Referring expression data
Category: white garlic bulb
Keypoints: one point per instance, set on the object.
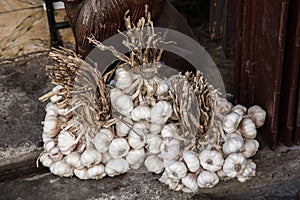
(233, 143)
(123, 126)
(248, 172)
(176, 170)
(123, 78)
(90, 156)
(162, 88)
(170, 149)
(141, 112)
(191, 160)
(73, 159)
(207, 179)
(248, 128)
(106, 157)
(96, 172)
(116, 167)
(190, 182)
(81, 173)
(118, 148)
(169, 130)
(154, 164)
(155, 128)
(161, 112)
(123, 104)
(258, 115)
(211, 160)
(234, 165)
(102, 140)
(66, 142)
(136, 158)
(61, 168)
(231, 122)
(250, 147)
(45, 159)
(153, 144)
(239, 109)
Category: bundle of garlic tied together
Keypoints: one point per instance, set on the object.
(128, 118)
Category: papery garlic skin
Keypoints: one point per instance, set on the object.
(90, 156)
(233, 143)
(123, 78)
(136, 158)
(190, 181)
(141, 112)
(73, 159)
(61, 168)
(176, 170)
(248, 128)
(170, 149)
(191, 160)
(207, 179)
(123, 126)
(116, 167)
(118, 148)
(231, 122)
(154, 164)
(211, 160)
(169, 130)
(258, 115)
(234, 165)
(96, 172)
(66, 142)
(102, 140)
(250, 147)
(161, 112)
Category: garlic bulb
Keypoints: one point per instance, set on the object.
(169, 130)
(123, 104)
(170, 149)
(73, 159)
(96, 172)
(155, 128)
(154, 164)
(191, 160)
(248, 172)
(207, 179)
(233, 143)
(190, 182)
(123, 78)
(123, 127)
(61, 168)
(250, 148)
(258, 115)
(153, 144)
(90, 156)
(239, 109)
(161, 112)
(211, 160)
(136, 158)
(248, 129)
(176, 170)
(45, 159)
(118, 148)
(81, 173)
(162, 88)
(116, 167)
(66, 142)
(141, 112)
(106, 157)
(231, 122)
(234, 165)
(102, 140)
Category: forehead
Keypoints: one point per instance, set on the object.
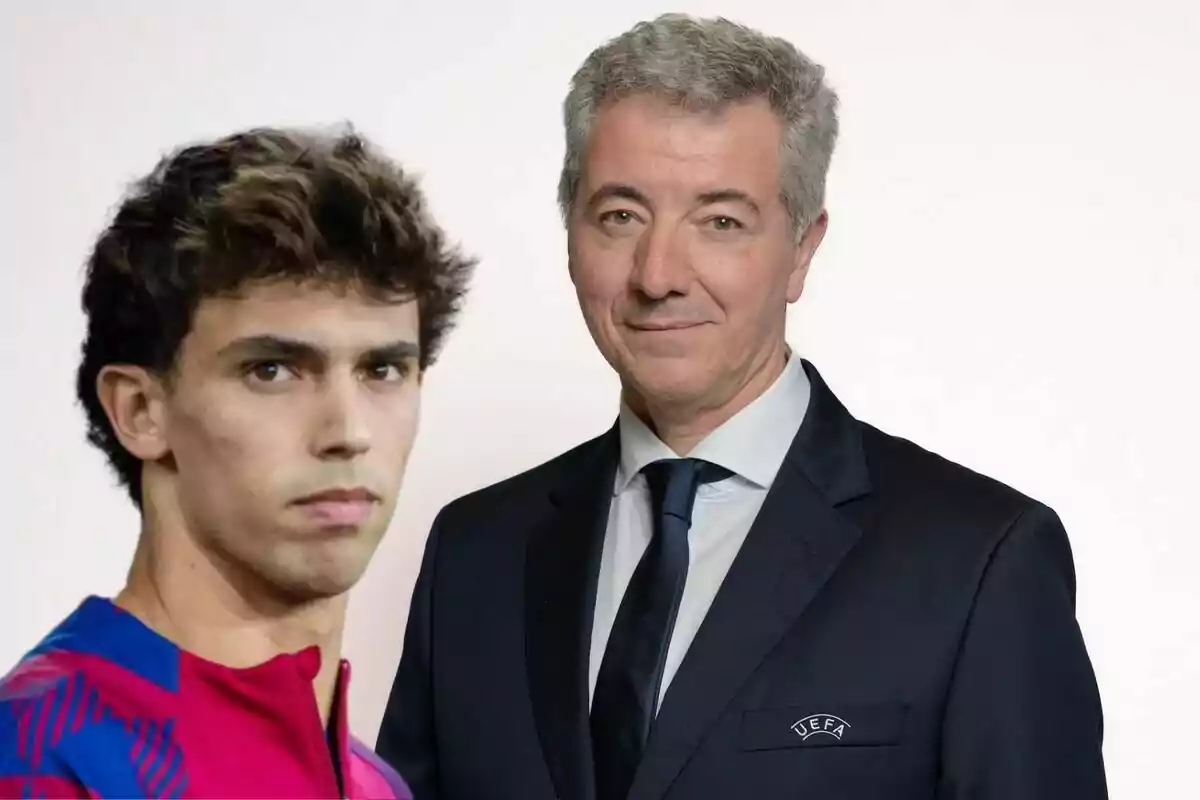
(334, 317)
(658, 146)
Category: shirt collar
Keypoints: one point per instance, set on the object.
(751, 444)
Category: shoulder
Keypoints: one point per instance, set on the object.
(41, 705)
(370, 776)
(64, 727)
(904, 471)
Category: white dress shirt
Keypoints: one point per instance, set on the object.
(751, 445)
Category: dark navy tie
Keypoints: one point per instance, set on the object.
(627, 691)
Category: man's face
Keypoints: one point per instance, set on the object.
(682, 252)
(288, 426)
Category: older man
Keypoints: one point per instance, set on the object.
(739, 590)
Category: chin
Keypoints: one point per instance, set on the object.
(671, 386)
...
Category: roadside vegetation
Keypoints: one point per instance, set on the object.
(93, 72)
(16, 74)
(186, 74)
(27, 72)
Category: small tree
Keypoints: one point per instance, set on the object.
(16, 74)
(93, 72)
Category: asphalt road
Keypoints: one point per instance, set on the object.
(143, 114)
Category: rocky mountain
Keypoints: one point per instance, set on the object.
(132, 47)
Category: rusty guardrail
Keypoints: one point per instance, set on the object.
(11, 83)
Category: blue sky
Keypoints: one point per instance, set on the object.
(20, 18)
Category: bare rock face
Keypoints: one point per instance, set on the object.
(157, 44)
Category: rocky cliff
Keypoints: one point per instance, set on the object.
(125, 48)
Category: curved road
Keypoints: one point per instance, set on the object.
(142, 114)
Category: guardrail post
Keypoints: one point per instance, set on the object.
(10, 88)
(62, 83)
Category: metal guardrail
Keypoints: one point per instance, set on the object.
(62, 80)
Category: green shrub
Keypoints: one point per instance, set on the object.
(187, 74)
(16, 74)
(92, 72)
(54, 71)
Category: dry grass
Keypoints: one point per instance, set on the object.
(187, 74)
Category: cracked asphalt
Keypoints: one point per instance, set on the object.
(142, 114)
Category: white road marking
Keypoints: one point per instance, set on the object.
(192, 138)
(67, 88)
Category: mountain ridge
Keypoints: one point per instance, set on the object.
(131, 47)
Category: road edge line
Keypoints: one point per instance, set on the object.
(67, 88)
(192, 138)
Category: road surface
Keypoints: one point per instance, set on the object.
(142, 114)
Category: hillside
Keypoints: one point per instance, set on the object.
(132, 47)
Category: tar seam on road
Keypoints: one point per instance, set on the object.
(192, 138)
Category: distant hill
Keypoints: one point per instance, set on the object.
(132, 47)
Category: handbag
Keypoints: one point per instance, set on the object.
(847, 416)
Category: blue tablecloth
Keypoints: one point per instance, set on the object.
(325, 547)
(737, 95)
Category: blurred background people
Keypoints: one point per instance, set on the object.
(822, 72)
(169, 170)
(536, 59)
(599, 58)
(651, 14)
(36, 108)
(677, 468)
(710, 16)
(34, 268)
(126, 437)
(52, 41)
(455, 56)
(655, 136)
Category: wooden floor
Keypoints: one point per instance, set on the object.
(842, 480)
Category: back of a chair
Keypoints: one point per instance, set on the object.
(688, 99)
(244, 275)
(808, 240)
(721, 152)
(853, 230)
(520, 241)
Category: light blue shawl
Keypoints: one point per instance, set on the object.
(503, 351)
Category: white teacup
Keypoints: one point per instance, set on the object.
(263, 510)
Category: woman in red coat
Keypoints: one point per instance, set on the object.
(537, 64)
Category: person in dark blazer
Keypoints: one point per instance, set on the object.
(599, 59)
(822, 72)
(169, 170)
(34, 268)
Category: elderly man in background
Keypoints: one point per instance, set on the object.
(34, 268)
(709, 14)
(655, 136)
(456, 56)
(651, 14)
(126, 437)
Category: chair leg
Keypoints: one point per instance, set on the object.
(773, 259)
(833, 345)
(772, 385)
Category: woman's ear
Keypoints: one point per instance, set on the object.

» **Problem statement**
Whenever the word "blue" occurs in a line above, copy that line.

» **Written response**
Category: blue sky
Category: blue tablecloth
Category: light blue shawl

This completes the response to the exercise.